§ TEXTO DE APOIO:
◇ ◇ ◇

A prefeitura disse, ainda, que os indígenas "têm acesso a programas sociais que visam garantir sua integração na sociedade, ao mesmo tempo que valorizam sua cultura e tradições". A nota informa que há serviços médicos, cuidados de saúde e ações voltadas para as necessidades culturais desse grupo.
"Os indígenas que estavam na Rua Itajaí tinham acesso ao fornecimento de água após solicitação, e conforme a autorização da Justiça Federal. O Samae Blumenau não recebeu pedido de ligação de água na Via Expressa para a Povo Kaiganga da Aldeia Urbana Rã Jur", disse a prefeitura.
Criança indígena espancada aguardou 10 dias por leito de UTI, diz relatório
O levantamento apontou que um dos casos de desassistência na saúde foi o de uma criança indígena de 6 anos, que foi espancada na cidade de José Boiteux, no Alto Vale do Itajaí, e precisou esperar 10 dias para poder ser transferida para uma UTI (Unidade de Terapia Intensiva), em estado de saúde gravíssimo.
O caso aconteceu em 22 de abril. Somente após intervenção do MPF (Ministério Público Federal), a vítima foi internada no Hospital Infantil de Joinville, em 1o de maio. O MPF afirmou que tentou resolver o caso sem recorrer aos meios judiciais, mas precisou acionar a Justiça Federal para obter o leito.
Corpo de indígena ficou 6h em cama de aldeia, aponta Cimi
O relatório também denunciou um caso de desassistência ocorrido com a mãe de uma liderança do povo Xokleng, da terra indígena Ibirama e La Klã, no município de José Boiteux.
A indígena morreu em casa e a família esperou por horas para o corpo ser retirado do imóvel.

◇ ◇ ◇

§ CONJUNTO DE DADOS:
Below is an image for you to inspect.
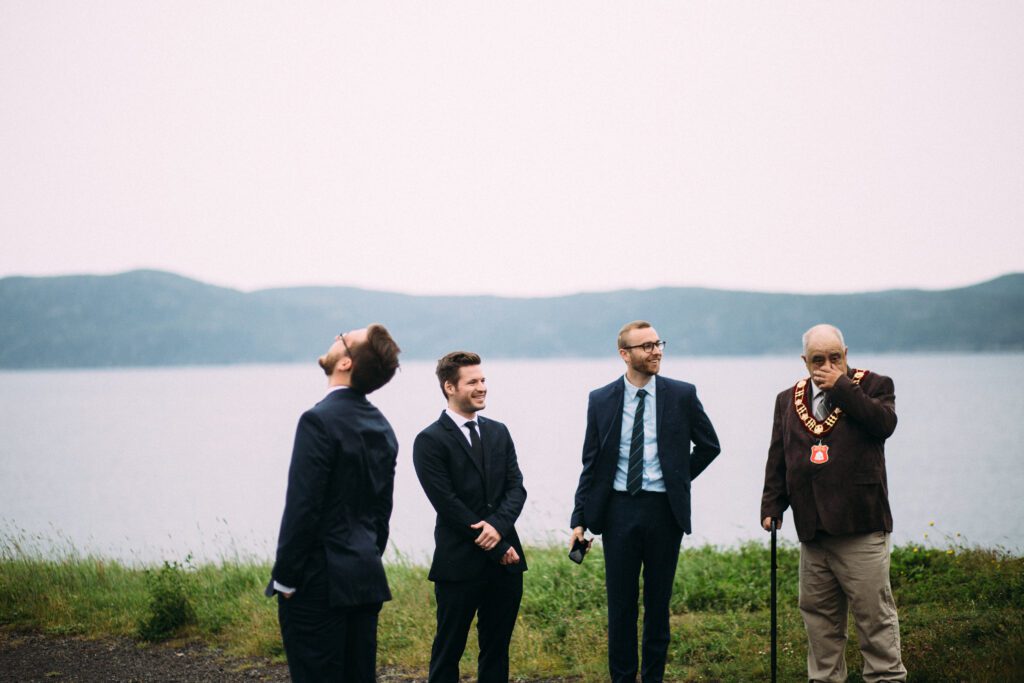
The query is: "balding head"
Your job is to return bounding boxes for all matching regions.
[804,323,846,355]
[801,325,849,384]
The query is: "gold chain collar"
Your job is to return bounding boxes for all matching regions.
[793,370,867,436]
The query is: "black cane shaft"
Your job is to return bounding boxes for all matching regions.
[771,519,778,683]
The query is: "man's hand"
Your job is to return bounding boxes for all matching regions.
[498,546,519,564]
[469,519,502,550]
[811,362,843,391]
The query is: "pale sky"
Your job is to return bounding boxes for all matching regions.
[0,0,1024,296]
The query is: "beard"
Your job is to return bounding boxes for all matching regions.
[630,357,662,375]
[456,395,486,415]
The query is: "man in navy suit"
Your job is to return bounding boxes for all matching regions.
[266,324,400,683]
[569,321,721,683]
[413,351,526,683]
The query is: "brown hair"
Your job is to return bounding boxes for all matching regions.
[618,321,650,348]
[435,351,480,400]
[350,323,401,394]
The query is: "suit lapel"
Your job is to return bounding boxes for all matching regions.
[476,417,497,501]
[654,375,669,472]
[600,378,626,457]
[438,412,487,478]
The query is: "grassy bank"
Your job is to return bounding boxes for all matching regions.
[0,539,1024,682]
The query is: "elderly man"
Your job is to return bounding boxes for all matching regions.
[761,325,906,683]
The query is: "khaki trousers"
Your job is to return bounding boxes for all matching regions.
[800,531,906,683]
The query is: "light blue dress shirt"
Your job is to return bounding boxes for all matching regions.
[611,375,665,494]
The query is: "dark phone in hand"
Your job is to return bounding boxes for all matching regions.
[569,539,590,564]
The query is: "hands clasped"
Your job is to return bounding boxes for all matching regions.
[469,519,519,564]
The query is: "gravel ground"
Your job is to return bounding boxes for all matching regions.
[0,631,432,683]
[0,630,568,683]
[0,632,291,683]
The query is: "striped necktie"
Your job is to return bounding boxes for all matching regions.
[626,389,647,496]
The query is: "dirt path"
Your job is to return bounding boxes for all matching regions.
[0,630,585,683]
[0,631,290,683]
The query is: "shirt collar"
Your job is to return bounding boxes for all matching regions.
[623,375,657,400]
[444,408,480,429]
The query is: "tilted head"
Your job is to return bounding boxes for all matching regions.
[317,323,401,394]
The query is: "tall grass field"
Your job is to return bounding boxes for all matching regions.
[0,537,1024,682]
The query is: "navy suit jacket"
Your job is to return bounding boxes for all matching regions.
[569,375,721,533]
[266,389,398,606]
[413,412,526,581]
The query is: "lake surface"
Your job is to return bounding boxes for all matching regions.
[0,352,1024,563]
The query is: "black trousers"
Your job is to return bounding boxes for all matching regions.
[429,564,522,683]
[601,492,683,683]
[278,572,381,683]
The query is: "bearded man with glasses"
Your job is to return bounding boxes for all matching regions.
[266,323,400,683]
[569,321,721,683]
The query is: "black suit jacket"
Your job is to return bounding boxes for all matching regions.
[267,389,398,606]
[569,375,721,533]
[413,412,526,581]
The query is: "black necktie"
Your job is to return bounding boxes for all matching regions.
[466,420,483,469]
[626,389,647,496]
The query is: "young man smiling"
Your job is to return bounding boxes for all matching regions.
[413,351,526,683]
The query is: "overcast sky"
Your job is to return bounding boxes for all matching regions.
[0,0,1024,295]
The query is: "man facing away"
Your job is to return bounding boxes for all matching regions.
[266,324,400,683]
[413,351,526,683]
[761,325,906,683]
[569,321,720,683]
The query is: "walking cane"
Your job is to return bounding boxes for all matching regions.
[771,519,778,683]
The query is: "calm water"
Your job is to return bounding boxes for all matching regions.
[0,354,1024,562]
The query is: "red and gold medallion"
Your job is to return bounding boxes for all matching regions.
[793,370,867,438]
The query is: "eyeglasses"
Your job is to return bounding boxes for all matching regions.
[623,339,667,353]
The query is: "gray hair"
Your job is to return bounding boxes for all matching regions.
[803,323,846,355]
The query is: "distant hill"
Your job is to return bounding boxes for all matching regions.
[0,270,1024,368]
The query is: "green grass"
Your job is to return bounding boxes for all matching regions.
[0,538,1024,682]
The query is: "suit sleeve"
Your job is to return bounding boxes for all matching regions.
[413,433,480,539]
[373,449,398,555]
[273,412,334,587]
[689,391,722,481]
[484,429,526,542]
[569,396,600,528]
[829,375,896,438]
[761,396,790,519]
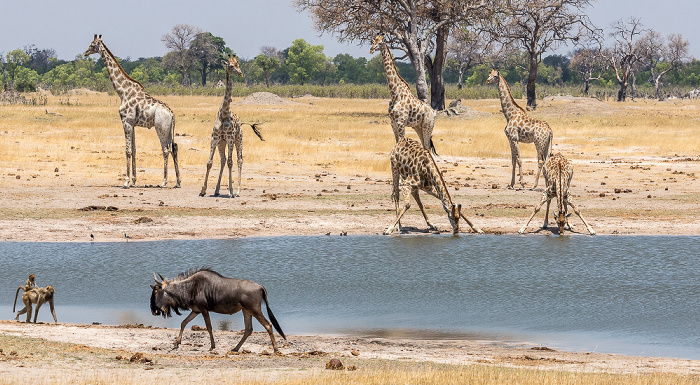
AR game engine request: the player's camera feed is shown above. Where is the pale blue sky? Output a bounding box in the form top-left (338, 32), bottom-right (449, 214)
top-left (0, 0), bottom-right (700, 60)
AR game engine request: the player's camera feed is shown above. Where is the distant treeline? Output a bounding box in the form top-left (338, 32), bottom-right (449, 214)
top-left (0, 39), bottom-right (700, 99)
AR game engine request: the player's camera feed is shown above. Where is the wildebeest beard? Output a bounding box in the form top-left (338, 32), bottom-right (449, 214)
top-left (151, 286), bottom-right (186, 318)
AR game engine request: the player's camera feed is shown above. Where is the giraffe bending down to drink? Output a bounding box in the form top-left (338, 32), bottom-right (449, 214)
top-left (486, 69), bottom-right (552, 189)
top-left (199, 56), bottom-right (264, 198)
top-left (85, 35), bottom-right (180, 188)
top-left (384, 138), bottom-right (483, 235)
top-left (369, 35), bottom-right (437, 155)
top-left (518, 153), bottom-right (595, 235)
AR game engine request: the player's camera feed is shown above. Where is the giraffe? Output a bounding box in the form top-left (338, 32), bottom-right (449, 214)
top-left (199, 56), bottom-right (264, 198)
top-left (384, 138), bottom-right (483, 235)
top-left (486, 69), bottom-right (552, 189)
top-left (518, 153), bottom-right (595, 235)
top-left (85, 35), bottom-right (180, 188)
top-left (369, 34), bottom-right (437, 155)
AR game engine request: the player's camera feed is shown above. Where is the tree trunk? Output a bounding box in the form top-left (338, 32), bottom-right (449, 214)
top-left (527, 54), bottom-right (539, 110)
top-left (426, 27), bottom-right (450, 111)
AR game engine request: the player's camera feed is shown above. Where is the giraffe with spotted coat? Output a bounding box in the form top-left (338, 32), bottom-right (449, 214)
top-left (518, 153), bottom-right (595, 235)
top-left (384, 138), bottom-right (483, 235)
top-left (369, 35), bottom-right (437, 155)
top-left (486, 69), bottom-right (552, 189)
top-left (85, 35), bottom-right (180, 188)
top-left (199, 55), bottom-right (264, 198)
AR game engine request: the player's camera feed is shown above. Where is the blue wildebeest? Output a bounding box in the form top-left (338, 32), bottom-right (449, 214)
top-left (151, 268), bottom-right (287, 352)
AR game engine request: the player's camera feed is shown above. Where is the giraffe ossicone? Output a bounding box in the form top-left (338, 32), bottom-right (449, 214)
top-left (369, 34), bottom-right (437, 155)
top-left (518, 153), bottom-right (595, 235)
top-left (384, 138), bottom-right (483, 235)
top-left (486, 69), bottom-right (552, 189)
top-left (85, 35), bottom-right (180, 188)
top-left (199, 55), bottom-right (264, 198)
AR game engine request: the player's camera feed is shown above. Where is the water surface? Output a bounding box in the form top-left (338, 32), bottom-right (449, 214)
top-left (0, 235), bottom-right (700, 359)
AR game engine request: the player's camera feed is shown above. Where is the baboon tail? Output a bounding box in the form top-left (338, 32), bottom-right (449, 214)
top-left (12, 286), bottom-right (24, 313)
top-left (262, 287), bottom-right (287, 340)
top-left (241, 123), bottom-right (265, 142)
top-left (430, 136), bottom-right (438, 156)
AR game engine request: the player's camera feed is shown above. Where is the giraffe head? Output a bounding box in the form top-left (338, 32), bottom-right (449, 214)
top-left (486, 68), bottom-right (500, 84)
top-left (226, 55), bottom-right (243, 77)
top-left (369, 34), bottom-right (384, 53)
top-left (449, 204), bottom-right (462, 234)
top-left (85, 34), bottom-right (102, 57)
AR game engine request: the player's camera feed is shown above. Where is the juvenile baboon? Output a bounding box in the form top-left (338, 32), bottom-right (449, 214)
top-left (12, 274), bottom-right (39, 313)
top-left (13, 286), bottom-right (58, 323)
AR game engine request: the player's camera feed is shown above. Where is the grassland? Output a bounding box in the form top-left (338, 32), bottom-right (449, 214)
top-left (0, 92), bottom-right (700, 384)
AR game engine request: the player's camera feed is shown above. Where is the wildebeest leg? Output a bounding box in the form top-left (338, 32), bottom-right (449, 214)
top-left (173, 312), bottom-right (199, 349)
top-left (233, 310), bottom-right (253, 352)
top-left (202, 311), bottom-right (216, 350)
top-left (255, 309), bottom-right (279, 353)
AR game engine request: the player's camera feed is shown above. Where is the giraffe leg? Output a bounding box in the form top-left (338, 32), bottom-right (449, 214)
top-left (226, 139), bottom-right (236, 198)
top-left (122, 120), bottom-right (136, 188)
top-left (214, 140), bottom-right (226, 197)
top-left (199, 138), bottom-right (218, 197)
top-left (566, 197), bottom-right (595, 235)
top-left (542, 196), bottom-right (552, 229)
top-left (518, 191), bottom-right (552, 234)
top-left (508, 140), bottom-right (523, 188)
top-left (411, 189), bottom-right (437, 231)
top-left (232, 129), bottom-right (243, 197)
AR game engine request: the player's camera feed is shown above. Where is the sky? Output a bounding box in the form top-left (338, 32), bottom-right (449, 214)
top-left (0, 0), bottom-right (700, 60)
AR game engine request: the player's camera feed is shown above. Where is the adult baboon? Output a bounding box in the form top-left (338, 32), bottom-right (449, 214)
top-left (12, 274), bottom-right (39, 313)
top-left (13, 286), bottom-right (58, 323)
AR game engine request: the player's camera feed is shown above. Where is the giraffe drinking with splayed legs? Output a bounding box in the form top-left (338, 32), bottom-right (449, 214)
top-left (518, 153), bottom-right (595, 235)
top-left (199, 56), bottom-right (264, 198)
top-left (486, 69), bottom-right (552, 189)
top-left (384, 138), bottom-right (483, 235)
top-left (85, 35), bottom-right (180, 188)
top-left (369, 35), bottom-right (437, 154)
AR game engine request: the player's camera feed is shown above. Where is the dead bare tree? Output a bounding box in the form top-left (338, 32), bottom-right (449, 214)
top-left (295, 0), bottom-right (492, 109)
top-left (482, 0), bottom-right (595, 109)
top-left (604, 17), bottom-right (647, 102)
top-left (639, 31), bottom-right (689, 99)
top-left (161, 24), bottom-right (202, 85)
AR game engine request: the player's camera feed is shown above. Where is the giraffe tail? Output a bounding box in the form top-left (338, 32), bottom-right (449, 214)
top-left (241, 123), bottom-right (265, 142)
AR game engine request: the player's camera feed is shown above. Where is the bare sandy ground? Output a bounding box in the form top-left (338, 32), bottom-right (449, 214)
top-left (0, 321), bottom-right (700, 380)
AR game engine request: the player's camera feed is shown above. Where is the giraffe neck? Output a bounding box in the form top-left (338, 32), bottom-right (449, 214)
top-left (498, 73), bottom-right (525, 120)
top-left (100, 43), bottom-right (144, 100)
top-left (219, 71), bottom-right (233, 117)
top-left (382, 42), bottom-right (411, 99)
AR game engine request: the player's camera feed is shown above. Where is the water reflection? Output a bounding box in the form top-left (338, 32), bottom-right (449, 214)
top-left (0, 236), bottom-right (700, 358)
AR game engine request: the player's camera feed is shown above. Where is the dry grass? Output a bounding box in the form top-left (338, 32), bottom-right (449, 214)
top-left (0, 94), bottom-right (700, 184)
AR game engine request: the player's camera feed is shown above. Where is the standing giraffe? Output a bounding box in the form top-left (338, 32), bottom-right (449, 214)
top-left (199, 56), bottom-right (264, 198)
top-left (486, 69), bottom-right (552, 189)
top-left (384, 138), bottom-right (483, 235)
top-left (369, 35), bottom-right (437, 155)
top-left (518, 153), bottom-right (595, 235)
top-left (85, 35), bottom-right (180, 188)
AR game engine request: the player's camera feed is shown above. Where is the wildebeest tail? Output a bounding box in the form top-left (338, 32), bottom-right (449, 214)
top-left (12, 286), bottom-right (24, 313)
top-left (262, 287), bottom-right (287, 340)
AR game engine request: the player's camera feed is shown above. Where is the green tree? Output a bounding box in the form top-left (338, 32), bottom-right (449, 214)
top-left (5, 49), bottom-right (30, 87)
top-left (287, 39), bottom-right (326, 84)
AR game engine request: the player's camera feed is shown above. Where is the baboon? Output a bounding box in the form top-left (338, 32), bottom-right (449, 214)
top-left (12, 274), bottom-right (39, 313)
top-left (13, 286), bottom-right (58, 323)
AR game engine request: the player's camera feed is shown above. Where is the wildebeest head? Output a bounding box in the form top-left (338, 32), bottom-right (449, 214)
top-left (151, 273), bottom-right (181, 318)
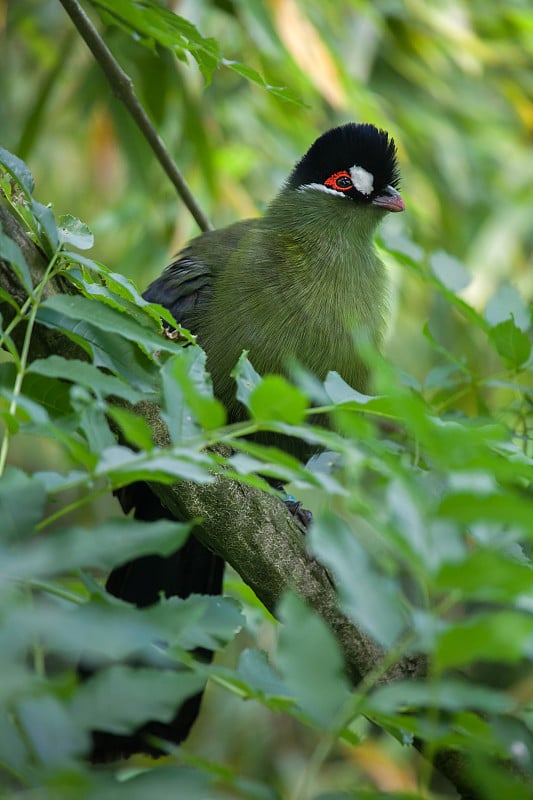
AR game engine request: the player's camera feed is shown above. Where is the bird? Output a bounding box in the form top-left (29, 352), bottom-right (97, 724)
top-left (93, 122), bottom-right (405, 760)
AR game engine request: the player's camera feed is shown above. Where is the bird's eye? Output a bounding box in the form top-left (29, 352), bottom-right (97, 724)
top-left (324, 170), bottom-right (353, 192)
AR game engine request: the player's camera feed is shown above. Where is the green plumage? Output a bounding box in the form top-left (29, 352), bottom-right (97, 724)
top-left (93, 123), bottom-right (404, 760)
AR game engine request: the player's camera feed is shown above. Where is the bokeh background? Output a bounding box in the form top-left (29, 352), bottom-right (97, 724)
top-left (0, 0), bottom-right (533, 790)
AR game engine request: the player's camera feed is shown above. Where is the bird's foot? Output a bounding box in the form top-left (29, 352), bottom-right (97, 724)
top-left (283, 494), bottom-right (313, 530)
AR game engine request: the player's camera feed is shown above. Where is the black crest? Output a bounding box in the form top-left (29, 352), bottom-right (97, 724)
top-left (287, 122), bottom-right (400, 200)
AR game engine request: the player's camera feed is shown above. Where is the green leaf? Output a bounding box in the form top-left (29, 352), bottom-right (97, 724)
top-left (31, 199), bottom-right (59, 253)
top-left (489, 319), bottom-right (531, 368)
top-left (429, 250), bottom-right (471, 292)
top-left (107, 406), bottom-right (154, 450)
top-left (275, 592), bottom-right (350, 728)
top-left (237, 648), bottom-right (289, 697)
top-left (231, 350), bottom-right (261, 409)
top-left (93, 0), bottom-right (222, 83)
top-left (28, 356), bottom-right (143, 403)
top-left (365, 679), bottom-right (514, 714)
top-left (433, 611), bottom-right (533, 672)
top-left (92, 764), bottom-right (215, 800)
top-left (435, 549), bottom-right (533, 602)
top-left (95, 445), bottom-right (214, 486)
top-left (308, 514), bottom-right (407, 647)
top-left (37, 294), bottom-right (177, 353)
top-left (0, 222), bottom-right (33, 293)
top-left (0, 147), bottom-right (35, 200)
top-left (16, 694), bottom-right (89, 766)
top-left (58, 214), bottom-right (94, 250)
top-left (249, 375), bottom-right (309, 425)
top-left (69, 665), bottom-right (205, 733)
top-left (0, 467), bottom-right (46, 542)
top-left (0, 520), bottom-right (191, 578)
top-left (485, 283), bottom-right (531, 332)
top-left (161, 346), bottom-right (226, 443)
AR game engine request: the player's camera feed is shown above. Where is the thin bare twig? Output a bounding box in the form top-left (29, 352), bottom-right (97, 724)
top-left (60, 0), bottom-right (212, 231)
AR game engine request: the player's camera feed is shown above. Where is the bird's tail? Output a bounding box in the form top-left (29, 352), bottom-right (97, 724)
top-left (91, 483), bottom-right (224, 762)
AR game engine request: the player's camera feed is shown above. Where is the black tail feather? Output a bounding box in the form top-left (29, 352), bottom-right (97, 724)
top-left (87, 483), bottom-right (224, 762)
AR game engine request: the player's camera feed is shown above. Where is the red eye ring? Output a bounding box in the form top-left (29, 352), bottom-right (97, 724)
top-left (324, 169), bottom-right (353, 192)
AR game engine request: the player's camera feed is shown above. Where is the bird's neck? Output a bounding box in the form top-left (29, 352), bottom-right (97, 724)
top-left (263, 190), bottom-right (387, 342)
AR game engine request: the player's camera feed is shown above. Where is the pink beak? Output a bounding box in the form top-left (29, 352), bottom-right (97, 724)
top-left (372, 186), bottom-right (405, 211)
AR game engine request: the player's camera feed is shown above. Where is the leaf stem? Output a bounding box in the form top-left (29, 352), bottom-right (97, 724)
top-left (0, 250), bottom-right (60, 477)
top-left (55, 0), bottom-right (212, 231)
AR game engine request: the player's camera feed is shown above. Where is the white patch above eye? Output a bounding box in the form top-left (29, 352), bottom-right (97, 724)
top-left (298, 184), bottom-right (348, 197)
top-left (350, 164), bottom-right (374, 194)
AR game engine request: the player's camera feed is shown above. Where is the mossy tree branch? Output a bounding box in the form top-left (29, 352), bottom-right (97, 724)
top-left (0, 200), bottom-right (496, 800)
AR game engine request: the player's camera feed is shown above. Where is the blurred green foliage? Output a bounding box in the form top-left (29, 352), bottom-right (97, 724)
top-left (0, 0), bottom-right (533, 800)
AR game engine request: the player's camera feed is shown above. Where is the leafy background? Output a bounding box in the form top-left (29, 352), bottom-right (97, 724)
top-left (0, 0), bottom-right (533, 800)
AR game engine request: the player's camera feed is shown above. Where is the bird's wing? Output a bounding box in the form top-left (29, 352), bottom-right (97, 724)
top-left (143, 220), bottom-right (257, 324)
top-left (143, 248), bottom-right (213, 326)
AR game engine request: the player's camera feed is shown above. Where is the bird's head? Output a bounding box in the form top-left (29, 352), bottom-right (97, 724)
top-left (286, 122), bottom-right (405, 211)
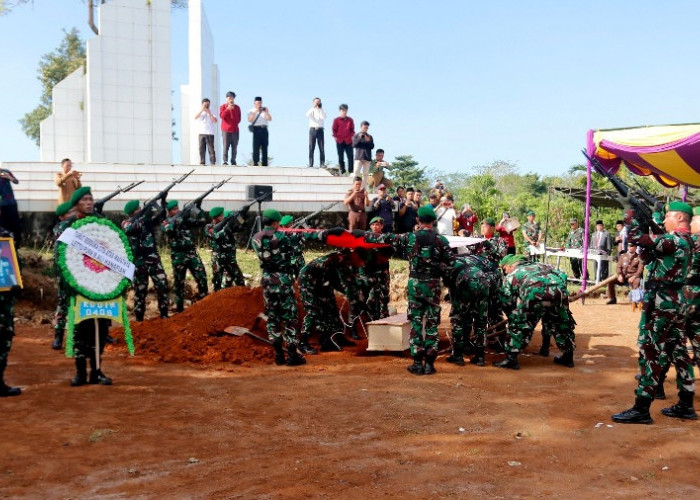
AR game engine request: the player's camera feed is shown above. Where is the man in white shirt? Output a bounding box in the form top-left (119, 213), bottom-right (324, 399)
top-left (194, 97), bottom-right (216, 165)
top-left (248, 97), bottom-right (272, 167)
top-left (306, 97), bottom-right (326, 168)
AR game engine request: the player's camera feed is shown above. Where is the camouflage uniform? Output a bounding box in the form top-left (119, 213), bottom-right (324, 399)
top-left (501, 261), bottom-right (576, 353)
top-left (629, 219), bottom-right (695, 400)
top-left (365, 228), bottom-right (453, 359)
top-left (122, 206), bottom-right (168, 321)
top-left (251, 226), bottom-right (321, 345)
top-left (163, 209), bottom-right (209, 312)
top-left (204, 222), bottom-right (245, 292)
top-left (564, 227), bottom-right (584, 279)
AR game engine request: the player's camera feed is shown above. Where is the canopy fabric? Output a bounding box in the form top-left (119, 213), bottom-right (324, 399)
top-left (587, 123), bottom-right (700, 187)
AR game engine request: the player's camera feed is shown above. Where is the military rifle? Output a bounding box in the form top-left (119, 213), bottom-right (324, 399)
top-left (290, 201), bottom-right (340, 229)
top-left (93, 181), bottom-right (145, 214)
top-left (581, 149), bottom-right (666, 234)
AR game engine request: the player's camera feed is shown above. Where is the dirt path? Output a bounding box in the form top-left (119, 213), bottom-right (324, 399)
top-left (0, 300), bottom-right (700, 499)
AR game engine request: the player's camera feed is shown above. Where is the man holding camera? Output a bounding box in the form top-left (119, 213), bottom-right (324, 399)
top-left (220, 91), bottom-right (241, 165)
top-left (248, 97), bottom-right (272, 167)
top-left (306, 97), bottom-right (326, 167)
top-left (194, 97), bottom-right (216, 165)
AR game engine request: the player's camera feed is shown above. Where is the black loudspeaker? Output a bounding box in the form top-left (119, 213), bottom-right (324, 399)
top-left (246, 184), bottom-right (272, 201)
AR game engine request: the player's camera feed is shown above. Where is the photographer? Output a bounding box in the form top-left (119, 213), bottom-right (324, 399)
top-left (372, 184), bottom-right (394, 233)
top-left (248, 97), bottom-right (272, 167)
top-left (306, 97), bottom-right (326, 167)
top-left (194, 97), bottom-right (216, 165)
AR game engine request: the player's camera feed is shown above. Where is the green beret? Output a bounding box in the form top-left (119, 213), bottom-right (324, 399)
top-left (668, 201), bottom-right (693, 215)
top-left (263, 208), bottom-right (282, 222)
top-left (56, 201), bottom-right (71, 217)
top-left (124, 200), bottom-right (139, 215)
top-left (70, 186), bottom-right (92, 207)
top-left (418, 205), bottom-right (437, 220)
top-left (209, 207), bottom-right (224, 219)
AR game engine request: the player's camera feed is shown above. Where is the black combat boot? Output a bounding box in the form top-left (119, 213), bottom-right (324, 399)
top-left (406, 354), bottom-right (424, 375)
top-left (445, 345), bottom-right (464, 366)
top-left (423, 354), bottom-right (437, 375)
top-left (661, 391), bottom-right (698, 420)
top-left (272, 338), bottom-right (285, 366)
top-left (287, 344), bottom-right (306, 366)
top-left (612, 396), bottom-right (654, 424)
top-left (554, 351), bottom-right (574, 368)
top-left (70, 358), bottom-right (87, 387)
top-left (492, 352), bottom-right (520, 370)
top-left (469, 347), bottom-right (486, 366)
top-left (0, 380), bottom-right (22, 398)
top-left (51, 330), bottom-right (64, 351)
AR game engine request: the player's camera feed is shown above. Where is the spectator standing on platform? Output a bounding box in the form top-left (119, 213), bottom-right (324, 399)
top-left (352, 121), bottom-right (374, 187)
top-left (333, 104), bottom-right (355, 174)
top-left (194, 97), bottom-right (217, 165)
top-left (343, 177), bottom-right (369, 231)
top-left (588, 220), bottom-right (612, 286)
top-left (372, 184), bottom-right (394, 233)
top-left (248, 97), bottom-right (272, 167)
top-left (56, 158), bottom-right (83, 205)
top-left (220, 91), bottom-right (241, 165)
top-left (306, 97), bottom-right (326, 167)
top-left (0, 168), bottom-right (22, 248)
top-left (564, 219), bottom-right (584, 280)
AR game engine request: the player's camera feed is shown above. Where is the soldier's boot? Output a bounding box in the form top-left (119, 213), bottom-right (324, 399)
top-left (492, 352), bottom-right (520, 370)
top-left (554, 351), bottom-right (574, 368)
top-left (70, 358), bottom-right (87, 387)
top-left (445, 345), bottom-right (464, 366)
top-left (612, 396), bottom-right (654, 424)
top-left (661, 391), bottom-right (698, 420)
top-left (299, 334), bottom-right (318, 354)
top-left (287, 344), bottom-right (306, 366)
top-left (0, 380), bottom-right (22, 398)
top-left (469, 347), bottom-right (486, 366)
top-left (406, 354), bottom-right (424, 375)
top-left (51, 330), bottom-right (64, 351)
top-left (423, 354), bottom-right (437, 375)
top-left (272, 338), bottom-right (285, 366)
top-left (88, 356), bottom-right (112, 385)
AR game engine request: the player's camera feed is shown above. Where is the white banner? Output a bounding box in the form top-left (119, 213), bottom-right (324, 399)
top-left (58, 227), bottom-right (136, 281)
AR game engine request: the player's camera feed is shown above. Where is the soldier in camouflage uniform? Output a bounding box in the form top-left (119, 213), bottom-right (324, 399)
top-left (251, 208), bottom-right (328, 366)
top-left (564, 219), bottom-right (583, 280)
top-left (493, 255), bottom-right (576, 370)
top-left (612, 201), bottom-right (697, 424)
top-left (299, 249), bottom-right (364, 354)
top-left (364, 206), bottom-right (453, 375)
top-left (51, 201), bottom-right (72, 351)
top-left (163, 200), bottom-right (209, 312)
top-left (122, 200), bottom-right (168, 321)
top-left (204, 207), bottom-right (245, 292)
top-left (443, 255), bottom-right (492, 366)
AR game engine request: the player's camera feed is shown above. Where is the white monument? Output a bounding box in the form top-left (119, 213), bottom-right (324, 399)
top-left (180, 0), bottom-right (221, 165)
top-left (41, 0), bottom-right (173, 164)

◇ ◇ ◇

§ EXERCÍCIOS PROPOSTOS:
1 - Segundo o texto sobre desassistência a indígenas, quantos dias a criança espancada em José Boiteux precisou esperar para ser transferida para uma UTI?
2 - Transcreva literalmente o trecho do texto sobre desassistência a indígenas que começa em "O caso aconteceu" e vai até "de José Boiteux.".
A listagem não é necessária para resolver nenhum dos exercícios.

§ RESPOSTAS DOS EXERCÍCIOS:
1 - Ela precisou esperar 10 dias.

2 -
O caso aconteceu em 22 de abril. Somente após intervenção do MPF (Ministério Público Federal), a vítima foi internada no Hospital Infantil de Joinville, em 1o de maio. O MPF afirmou que tentou resolver o caso sem recorrer aos meios judiciais, mas precisou acionar a Justiça Federal para obter o leito.
Corpo de indígena ficou 6h em cama de aldeia, aponta Cimi
O relatório também denunciou um caso de desassistência ocorrido com a mãe de uma liderança do povo Xokleng, da terra indígena Ibirama e La Klã, no município de José Boiteux.